## PROBLEM DETAILS
Provide an exact transcription of all the records.

(Records drawn from a dataset)

--------------------------------------------------

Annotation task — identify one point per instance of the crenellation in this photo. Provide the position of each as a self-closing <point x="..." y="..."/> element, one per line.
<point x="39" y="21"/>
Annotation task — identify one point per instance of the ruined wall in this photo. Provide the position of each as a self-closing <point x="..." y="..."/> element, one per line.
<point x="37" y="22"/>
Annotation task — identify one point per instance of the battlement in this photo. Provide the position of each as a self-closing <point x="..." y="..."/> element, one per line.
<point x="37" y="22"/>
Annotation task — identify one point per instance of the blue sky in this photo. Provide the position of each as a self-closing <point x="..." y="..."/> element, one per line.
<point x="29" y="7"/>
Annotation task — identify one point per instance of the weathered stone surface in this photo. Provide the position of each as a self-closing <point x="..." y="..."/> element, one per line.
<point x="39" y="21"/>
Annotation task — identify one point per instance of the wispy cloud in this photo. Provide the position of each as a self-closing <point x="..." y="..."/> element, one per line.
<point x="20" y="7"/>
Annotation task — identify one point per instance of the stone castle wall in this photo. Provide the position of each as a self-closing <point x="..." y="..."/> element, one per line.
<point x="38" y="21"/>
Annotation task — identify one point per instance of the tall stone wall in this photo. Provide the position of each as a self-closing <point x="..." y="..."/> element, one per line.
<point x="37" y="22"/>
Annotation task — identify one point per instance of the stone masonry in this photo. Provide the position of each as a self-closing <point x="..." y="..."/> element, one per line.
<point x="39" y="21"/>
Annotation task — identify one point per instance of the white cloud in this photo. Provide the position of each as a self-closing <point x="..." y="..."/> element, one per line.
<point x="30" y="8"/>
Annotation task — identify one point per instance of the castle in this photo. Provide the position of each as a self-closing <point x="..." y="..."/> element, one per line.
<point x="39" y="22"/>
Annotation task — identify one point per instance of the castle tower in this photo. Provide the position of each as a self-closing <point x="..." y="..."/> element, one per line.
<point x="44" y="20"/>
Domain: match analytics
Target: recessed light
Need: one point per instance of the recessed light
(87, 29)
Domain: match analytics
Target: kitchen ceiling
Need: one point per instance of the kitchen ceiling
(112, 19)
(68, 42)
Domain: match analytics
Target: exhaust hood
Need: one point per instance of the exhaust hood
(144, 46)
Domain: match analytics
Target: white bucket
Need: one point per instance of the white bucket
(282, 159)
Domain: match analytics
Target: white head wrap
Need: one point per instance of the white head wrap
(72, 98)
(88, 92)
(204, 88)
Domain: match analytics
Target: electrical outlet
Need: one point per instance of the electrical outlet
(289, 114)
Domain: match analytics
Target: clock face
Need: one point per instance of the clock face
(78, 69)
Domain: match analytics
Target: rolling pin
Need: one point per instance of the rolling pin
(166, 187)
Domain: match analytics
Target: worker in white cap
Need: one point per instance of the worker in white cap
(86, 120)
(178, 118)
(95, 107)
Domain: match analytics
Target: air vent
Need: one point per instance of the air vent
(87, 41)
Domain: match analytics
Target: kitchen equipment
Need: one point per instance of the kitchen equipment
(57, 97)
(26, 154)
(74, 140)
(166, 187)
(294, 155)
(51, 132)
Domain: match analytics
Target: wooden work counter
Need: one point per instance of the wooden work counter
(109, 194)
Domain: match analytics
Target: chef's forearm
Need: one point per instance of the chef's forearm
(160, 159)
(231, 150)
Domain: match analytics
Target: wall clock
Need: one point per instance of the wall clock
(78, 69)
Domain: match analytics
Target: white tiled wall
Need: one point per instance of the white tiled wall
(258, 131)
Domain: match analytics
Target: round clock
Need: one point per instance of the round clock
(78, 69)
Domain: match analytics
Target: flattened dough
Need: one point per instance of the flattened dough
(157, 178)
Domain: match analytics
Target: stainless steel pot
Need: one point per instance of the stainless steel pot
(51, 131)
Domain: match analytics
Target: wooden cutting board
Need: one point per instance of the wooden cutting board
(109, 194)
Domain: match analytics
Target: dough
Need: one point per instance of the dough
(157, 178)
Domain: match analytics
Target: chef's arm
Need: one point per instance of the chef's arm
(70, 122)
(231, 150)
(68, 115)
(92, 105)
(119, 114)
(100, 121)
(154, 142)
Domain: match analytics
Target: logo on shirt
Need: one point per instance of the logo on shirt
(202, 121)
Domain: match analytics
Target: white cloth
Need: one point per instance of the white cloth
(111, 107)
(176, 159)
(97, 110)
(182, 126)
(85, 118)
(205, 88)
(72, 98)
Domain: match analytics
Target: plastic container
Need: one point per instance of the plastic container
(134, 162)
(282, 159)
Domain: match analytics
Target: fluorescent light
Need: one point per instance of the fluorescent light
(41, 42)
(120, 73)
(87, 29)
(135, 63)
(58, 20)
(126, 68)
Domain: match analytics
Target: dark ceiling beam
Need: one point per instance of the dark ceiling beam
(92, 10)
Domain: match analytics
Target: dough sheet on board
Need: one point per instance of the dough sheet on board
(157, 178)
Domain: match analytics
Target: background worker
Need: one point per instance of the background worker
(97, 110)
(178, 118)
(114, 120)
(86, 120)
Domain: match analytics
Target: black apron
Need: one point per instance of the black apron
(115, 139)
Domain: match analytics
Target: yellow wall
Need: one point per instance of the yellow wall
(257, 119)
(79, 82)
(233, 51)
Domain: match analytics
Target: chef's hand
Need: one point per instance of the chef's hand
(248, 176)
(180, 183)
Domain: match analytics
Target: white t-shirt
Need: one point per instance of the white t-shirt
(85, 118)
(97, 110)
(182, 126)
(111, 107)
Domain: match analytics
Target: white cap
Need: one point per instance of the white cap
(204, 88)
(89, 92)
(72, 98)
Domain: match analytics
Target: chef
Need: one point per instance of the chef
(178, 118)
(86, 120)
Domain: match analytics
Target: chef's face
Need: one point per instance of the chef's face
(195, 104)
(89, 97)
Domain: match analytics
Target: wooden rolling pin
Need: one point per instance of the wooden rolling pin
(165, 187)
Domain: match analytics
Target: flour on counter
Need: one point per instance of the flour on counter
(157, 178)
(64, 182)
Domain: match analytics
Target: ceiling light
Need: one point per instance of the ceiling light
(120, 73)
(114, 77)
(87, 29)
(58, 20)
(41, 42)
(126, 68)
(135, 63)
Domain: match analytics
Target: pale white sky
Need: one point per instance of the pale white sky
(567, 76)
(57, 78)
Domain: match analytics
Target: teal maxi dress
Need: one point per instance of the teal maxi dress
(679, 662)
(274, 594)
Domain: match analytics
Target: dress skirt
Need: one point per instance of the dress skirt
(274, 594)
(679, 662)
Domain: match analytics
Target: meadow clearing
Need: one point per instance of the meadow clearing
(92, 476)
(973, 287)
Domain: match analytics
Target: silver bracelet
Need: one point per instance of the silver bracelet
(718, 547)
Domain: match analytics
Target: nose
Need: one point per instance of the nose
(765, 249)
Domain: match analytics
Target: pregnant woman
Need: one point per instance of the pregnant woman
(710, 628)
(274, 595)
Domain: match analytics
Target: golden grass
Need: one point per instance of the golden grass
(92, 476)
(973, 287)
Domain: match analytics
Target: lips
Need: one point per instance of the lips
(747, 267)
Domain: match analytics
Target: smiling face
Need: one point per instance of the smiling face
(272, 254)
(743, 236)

--------------------------------------------------

## ANSWER TO THIS EXERCISE
Annotation task — identify one point per instance of the crenellation in this photo. Provide the position of each as a self-closing <point x="..." y="..."/> element, one per line.
<point x="39" y="21"/>
Annotation task — identify one point per instance of the ruined wall in this photo. Provide the position of each as a self-closing <point x="..." y="..."/> element, one per line.
<point x="37" y="22"/>
Annotation task — identify one point per instance of the battlement in this photo. Provide the position of each as a self-closing <point x="..." y="..."/> element, one per line.
<point x="37" y="22"/>
Annotation task — identify one point per instance of the blue sky in this photo. Provide the position of each as a self-closing <point x="..." y="..."/> element, one per line.
<point x="29" y="7"/>
Annotation task — identify one point per instance of the weathered stone surface in this photo. Provide the position of each as a self-closing <point x="..." y="..."/> element, one per line.
<point x="39" y="21"/>
Annotation task — identify one point per instance of the wispy cloud in this photo. Provide the position of each as a self-closing <point x="..." y="..."/> element, one per line.
<point x="20" y="7"/>
Annotation task — identify one point per instance of the stone castle wall in this photo. Provide the position of each as a self-closing <point x="..." y="..."/> element, one per line.
<point x="38" y="21"/>
Annotation task — identify one point per instance of the tall stone wall in this photo. Provide the position of each as a self-closing <point x="..." y="..."/> element, one per line.
<point x="37" y="22"/>
Annotation task — identify one point per instance of the stone masonry in this photo. Provide the position of each as a self-closing <point x="..." y="..."/> element, one per line.
<point x="39" y="21"/>
Annotation task — identify one point per instance of the white cloud in this photo. Provide the position of each as a self-closing <point x="..." y="..."/> element, one per line.
<point x="30" y="8"/>
Annotation task — identify one point per instance of the castle in this photo. Provide the position of each as a self-closing <point x="..." y="..."/> element, one per line.
<point x="39" y="22"/>
Annotation task — identify one point per instance of the castle tower in this photo. Provide the position of each as a self-closing <point x="..." y="..."/> element, one per line.
<point x="44" y="20"/>
Domain: match analytics
Target: recessed light
Need: one point per instance of the recessed light
(87, 29)
Domain: match analytics
Target: kitchen ceiling
Need: one point per instance of the kitchen ceiling
(112, 19)
(68, 42)
Domain: match analytics
Target: exhaust hood
Need: one point per instance of the exhaust hood
(144, 46)
Domain: match analytics
Target: white bucket
Need: one point per instance of the white bucket
(282, 159)
Domain: match analytics
Target: white head wrap
Need: one point per instance of the white head wrap
(72, 98)
(88, 92)
(204, 88)
Domain: match analytics
Target: electrical outlet
Need: one point per instance of the electrical outlet
(289, 114)
Domain: match analytics
Target: clock face
Need: one point per instance of the clock face
(78, 69)
Domain: match analytics
Target: rolling pin
Need: one point per instance of the rolling pin
(166, 187)
Domain: match analytics
Target: worker in white cap
Need: one point per instance of the worker in white cap
(86, 120)
(178, 118)
(95, 107)
Domain: match analytics
Target: air vent
Need: one point per instance of the air vent
(87, 41)
Domain: match analytics
Target: kitchen equipment
Need: one point per instance of the kitchen equipment
(57, 97)
(26, 154)
(74, 140)
(166, 187)
(294, 155)
(51, 132)
Domain: match analytics
Target: wooden work counter
Need: one point per instance of the wooden work counter
(109, 194)
Domain: match analytics
Target: chef's forearm
Need: one point per instance of the chef's forearm
(160, 159)
(231, 150)
Domain: match analytics
Target: wall clock
Need: one point per instance of the wall clock
(78, 69)
Domain: match analytics
Target: white tiled wall
Need: one point per instance of the white tiled wall
(258, 131)
Domain: match analytics
Target: round clock
Need: one point per instance of the round clock
(78, 69)
Domain: match analytics
Target: flattened dough
Need: one point per instance of the flattened dough
(157, 178)
Domain: match analytics
Target: stainless steel pot
Need: one point per instance of the stainless steel pot
(51, 131)
Domain: match analytics
Target: wooden cutting board
Need: one point per instance of the wooden cutting board
(109, 194)
Domain: match analytics
Target: dough
Need: one point per instance of the dough
(157, 178)
Domain: match analytics
Target: chef's arm
Need: one point per instance of the chef's arm
(70, 122)
(231, 150)
(68, 115)
(92, 105)
(119, 114)
(100, 121)
(154, 142)
Domain: match analytics
Target: logo on shirt
Need: one point per instance of the logo on shirt
(202, 121)
Domain: match analytics
Target: white cloth
Need: one point per instance of the white cloth
(111, 107)
(176, 159)
(97, 110)
(182, 126)
(85, 118)
(205, 88)
(72, 98)
Domain: match analytics
Target: plastic container
Need: one point per instance of the plastic container
(134, 162)
(282, 159)
Domain: match analytics
Target: fluorescent light
Need: one point per instance of the fluorescent light
(41, 42)
(120, 73)
(87, 29)
(135, 63)
(58, 20)
(126, 68)
Domain: match analytics
Target: dark ceiling beam
Need: one point per instance of the dark ceiling beam
(92, 10)
Domain: match analytics
Target: dough sheet on board
Need: one point per instance of the dough sheet on board
(157, 178)
Domain: match analytics
Target: background worker
Need: one point per instance of the background worker
(97, 110)
(178, 118)
(114, 120)
(86, 120)
Domain: match analytics
Target: black apron
Need: one point per instance of the black apron
(115, 139)
Domain: match analytics
Target: yellow wall
Need: one point per instance of the yellow wall
(257, 119)
(79, 82)
(233, 51)
Domain: match analytics
Target: chef's hand
Need: one point per instance of the chef's hand
(248, 176)
(180, 183)
Domain: match analytics
Target: white t-shirt
Need: one point per instance of the white t-shirt
(85, 118)
(97, 110)
(182, 126)
(111, 107)
Domain: match analytics
Target: white cap
Need: one point per instance of the white cap
(204, 88)
(89, 92)
(72, 98)
Domain: match analytics
Target: chef
Need: one point per instance of the chef
(178, 118)
(86, 120)
Domain: match analytics
Target: chef's face
Need: one point per instance of the chef's face
(195, 104)
(89, 97)
Domain: match analytics
Target: wooden rolling pin
Need: one point per instance of the wooden rolling pin
(165, 187)
Domain: match analytics
Target: flour on counter
Need: one point per instance of the flour on counter
(157, 178)
(64, 182)
Domain: match analytics
Target: ceiling light
Need: one point per instance of the ceiling light
(120, 73)
(114, 77)
(87, 29)
(58, 20)
(41, 42)
(126, 68)
(135, 63)
Domain: match analytics
Target: pale white sky
Need: one point per instance of the pale white sky
(567, 76)
(57, 78)
Domain: match analytics
Target: teal maxi dress
Need: one point per instance of the teal maxi dress
(679, 662)
(274, 594)
Domain: match analytics
Target: dress skirt
Need: one point per instance of the dress skirt
(274, 594)
(679, 662)
Domain: match analytics
Target: meadow clearing
Need: one point per instance of the meadow clearing
(92, 476)
(973, 287)
Domain: match analytics
Target: silver bracelet
Need: one point per instance of the silver bracelet
(718, 547)
Domain: match analytics
Target: nose
Need: one point per instance of the nose
(765, 249)
Domain: match analytics
Target: pregnant woman
Need: one point per instance of the pregnant woman
(710, 628)
(274, 595)
Domain: match analytics
Target: golden grass
Need: one point per instance of the golden grass
(92, 476)
(973, 287)
Domain: match analytics
Target: lips
Need: one point per instance of the lips
(747, 267)
Domain: match analytics
Target: smiling face
Need: one point per instance of the smiling face
(272, 254)
(743, 236)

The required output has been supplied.